Oubliez les « puces » : ce sont des monstres de 130 kg ! Plus il y a de GPU dans un calculateur, moins il faut de temps pour entraîner un modèle de langage. Ces GPU, ricane Elon Musk, sont « plus difficiles à se procurer que de la drogue ». Les géants raflent tout. Le match entre les fabricants de GPU, qui oppose Nvidia, Intel et AMD est, lui, déjà plié, puisque Nvidia détient 80 % de parts de marché. Plus important et indécis, le match entre les Etats, car l’IA générative pourrait redistribuer les clés du monde numérique. Les Etats-Unis possèdent les plus fortes capacités de « computing », et la Chine le plus gros réservoir de données, indispensables pour entraîner les IA.
Si les Américains ont une longueur d’avance, ils veulent la garder : ils ont investi 68 milliards de dollars dans l’IA en 2023, soit 9 fois plus que la Chine, dont les ingénieurs sont « isolés sur la scène internationale ». A notre échelle, une guéguerre sévit aussi entre la France (6e puissance de l’IA) et le Royaume-Uni (3e), pour prendre le leadership de… la régulation mondiale. Londres a gagné la première manche en organisant le sommet de Bletchey Park.
Raphaël Balenieri raconte au fil des pages des épisodes passionnants, comme les quelques jours qui ont vu le limogeage et la remise en selle de Sam Altman, fondateur d’OpenAI. Ou les années de patience stratégique de Jen-sen Huang, fondateur de Nvidia, américain né à Taiwan : il a inventé le premier GPU, GeForce, pour devenir le leader de l’IA, croyant que son produit décollerait en deux ans : il en a fallu quinze…
Les talents de l’IA, que la France produit, mais en trop faible quantité, sont un autre nerf de la guerre. Jusqu’alors, nos brillants ingénieurs touchaient le jackpot en entrant chez les Gafam, mais cette bataille-là n’est plus à sens unique : les polytechniciens ou normaliens reviennent monter des entreprises au bercail. « Une génération entière de Français issus des Gafam est en train de créer des start-up », assure l’ancien ministre Cédric O. Après avoir rencontré les plus grands noms français de l’IA, comme Yann LeCun, vice-président chez Meta, mais aussi des universitaires ou des startuppers, l’auteur montre comment les jeunes entreprises sont obligées de nouer des alliances avec au moins un des géants du numérique pour avoir accès à leurs capacités de « computing ».

LISTE PRÉSENTÉE:
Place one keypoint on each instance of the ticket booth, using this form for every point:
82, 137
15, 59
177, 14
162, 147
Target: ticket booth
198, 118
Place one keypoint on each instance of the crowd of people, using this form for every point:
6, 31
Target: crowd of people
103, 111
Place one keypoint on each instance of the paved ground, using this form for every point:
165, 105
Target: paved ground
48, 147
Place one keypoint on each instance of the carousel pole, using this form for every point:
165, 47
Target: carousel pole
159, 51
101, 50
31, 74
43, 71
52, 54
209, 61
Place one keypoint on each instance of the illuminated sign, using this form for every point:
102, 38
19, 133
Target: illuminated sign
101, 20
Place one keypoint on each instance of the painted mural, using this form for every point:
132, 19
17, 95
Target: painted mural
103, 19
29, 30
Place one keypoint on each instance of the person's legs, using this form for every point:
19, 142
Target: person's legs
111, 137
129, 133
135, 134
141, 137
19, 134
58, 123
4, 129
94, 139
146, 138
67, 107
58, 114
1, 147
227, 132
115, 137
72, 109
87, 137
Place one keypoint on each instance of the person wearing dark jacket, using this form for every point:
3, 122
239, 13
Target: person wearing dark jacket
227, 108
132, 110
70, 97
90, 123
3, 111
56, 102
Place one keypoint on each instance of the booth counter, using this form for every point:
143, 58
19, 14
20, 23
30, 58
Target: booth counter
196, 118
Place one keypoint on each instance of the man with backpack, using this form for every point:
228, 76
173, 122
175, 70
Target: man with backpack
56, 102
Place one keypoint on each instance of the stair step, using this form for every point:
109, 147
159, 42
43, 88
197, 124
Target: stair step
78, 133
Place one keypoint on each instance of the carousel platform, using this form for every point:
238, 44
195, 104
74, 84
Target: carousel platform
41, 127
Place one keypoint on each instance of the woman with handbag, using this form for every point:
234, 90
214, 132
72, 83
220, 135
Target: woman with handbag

ACTIONS DEMANDÉES:
• A. Les affirmations suivantes concordent-elles avec le texte sur la course mondiale à l'IA ? Répondez par oui ou par non et citez les mots du texte qui tranchent : (i) Nvidia détient la majorité du marché des GPU ; (ii) en 2023, la Chine a investi davantage dans l'IA que les États-Unis ; (iii) le premier GPU de Jen-sen Huang a décollé en deux ans.
• B. Rédigez la suite du texte sur la course mondiale à l'IA, en partant de sa dernière phrase.
Cette liste n'a aucun lien avec le texte fourni.

RÉPONSES DANS L'ORDRE:
• A.
(i) Oui : « Nvidia détient 80 % de parts de marché ».
(ii) Non : « ils ont investi 68 milliards de dollars dans l’IA en 2023, soit 9 fois plus que la Chine ».
(iii) Non : « croyant que son produit décollerait en deux ans : il en a fallu quinze ».

• B.
Lignes de fracture
En 2024, le champion français Mistral AI s’est associé avec Microsoft ; ce faisant, il n’a fait qu’imiter OpenAI, le créateur de ChatGPT, tandis qu’Anthropic, le père de l’IA générative « Claude », signait avec Google et Amazon. « Mis-tral AI peut-elle encore incarner une IA souveraine à la française, si ses modèles sont entraînés chez Microsoft ? » s’interroge le journaliste. Question purement rhétorique : pour devenir un « champion européen à vocation mondiale », le français n’avait pas le choix…
Il existe d’autres lignes de fracture, comme celle qui sépare les inconditionnels de la gratuité des adeptes du tout-payant. Ou les tenants de « l’open source » (logiciel librement utilisable et améliorable par la communauté des développeurs) de ceux de la « closed source » (logiciel propriétaire, souvent perçu comme une « boîte noire »).
Quant à la dangerosité de l’IA, les « doomers » s’opposent aux techno-optimistes. Pour les premiers, l’IA finira par nous éliminer. Pour les seconds au contraire, elle sera le remède à tous nos maux, y compris environnementaux. Invention du feu ou bombe nucléaire XXL : qui croire ? L’auteur s’aligne sur Yann LeCun : « Nous n’allons pas être exposés à une seule IA qui nous tuera tous. » Ouf, la lutte finale n’aura pas lieu.